** Opening Text for analysis block **

In this July 4, 2012 photo provided by the Wildlife Conservation Society, a male American bison calf walks with its surrogate mother at the Bronx Zoo. The purebred Yellowstone bison was born at the Bronx Zoo on June 20, 2012 after scientists were able to successfully implant a genetically pure embryo into a the commercial bison joining the calf. (AP Photo/Wildlife Conservation Society, Julie Larsen Maher)
Videos have been showing up on YouTube and across the web showing animals seemingly fleeing the park, leading to speculation that the animals are using their animal instincts to flee the park ahead of a possible volcanic eruption.
On March 30, Yellowstone was struck by the most powerful earthquake it has experienced since 1980 – a 4.8 magnitude quake that did no damage, but that some believe could be connected to the various animals’ movements.
According to Epoch Times, multiple videos of such incidents have been posted online recently, one of which shows a herd of buffalo allegedly leaving the park and “running for their lives.” Although people behind the discussion acknowledge there’s no way to predict when the park’s massive volcano could erupt, they believe the reaction of the Yellowstone’s animals could signal some kind of alert.

** Closing Text for analysis block **
** Opening Data listing block **

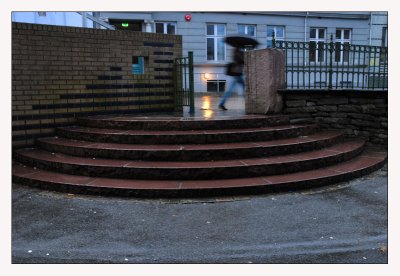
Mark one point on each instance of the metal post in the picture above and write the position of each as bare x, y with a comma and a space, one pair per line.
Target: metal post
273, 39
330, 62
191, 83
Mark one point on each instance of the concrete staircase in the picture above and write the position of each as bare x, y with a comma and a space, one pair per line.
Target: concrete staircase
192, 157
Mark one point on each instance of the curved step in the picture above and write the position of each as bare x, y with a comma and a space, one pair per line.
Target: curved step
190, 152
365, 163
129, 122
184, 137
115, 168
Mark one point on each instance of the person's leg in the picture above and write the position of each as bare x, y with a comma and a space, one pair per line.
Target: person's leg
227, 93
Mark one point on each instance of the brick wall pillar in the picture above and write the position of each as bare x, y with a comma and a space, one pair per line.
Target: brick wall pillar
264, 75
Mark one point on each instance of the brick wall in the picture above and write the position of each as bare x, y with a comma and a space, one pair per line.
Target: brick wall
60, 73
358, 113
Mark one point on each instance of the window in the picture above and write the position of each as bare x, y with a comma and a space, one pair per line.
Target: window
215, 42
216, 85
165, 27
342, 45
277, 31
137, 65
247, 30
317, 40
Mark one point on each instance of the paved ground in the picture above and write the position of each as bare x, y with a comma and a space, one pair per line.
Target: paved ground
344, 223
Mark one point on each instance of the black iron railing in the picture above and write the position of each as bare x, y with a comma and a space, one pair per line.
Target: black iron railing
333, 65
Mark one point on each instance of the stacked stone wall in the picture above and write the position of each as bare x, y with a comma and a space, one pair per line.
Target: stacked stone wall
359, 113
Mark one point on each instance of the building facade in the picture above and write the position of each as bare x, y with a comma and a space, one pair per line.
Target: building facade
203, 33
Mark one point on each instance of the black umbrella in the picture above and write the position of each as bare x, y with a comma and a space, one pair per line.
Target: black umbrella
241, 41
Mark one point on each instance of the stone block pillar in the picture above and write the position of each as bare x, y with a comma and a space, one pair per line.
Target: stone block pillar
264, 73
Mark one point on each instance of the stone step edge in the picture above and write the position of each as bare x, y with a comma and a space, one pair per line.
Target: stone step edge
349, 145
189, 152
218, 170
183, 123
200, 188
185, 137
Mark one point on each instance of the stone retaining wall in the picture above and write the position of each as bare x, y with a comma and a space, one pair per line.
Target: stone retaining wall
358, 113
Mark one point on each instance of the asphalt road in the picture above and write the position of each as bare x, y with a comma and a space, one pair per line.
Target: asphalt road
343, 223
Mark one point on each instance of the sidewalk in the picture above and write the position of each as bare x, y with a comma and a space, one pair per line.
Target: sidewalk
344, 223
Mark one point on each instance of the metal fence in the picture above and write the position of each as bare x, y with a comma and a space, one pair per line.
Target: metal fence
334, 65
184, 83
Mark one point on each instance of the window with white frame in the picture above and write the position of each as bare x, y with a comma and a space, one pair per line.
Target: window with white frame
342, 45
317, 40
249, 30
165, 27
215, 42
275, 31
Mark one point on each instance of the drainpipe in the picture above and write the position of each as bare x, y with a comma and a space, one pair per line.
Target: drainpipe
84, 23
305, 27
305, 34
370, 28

** Closing Data listing block **

§ What is needed: Reproduce the stretch of the Yellowstone text from "In this July" through "possible volcanic eruption.". Rely on the Yellowstone text alone.

§ Answer:
In this July 4, 2012 photo provided by the Wildlife Conservation Society, a male American bison calf walks with its surrogate mother at the Bronx Zoo. The purebred Yellowstone bison was born at the Bronx Zoo on June 20, 2012 after scientists were able to successfully implant a genetically pure embryo into a the commercial bison joining the calf. (AP Photo/Wildlife Conservation Society, Julie Larsen Maher)
Videos have been showing up on YouTube and across the web showing animals seemingly fleeing the park, leading to speculation that the animals are using their animal instincts to flee the park ahead of a possible volcanic eruption.